Reproduce only this part of the listing: the line with "Practice. Locate the banner", plus every line after it through the last.
______________________________
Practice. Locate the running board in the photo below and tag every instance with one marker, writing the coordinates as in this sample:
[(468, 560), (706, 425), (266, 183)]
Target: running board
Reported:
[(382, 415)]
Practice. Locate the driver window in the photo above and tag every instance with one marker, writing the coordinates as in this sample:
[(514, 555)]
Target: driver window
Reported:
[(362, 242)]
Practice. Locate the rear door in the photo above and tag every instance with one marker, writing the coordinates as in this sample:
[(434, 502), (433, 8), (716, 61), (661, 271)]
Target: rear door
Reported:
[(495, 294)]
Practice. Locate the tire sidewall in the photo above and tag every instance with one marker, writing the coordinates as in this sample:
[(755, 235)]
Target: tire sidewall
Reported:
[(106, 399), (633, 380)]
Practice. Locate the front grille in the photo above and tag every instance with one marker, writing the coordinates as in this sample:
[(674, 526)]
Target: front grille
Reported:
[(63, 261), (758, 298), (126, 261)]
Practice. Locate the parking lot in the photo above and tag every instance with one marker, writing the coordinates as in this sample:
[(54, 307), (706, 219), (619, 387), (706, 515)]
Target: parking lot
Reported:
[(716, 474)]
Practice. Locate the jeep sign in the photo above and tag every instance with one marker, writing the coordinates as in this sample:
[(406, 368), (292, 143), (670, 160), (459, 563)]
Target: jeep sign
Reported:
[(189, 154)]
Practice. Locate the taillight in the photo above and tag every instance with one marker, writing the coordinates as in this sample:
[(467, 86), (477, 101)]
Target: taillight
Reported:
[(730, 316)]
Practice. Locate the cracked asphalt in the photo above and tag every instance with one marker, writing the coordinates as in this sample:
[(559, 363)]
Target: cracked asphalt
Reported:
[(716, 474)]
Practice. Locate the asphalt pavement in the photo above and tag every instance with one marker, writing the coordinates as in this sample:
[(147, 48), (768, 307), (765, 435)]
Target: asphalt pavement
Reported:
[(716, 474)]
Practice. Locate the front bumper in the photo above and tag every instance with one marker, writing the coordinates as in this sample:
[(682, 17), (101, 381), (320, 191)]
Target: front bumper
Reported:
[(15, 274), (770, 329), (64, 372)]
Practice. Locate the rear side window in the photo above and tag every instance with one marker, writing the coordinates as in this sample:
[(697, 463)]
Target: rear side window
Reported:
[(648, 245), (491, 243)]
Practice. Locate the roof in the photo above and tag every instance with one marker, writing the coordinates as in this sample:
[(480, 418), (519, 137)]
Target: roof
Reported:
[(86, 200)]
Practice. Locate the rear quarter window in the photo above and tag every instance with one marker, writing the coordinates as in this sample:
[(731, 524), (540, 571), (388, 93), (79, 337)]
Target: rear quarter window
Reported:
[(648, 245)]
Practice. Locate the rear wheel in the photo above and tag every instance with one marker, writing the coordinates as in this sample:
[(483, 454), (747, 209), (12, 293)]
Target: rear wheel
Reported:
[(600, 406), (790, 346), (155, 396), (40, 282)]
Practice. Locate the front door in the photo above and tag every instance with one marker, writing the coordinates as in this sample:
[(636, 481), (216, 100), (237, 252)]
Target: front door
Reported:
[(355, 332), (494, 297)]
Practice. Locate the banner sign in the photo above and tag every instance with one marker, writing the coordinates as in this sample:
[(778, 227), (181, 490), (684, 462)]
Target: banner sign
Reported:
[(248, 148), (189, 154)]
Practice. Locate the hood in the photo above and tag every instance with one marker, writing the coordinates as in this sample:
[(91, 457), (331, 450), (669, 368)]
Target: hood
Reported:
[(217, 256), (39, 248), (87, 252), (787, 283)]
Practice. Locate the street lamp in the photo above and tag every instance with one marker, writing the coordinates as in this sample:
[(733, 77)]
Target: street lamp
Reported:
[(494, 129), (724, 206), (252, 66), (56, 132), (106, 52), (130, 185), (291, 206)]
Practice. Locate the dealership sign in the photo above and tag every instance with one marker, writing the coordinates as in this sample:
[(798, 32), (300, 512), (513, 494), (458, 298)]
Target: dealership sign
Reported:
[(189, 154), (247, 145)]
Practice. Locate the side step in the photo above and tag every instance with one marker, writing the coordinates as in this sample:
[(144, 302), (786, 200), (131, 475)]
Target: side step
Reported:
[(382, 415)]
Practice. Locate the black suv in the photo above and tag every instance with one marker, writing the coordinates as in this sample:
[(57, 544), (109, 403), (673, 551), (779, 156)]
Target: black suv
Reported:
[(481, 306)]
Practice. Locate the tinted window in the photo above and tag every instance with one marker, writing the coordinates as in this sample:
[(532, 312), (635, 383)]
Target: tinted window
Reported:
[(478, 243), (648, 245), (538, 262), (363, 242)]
______________________________
- [Worked answer]:
Practice. Locate the banner sign in the photo above and tag every instance with one marker, writing the coordinates as in this sample:
[(778, 227), (181, 490), (684, 462)]
Target: banner sign
Reported:
[(248, 148), (189, 154)]
Practice. Locate the hood in the photo above and tag every instance with one marker, writing the coordinates as in this sample:
[(91, 457), (331, 450), (669, 368)]
Target: hood
Reported:
[(217, 256), (39, 248), (87, 252), (787, 283)]
Practice. Locate the street lamp in the photo above and tag every instance with one marker, writing the coordinates as in this sample:
[(733, 77)]
Target: street lamp
Reported:
[(494, 129), (724, 206), (252, 66), (56, 132), (106, 52), (130, 185), (291, 206)]
Practice. Locate the dealership sign in the photo above and tag every instance with one marker, writing the coordinates as in this sample:
[(798, 32), (300, 512), (513, 494), (458, 298)]
Target: dealership sign
Reported:
[(189, 154), (247, 145)]
Practice. Locate the side step in the photo above and tag every instance with one marker, writing the coordinates as in this sample:
[(144, 302), (786, 200), (131, 475)]
Target: side step
Reported:
[(382, 415)]
Practice. Locate the black suv in the photo above and tag every instance with one marker, writing the coordinates as in this sample:
[(57, 544), (109, 403), (673, 551), (779, 156)]
Target: black suv
Reported:
[(481, 306)]
Practice. Locate the tinted window in the photo above and tag every instance with one marker, writing the coordinates as in this sample:
[(532, 312), (635, 383)]
Target: tinted window
Reported:
[(478, 243), (648, 245), (538, 262), (363, 242)]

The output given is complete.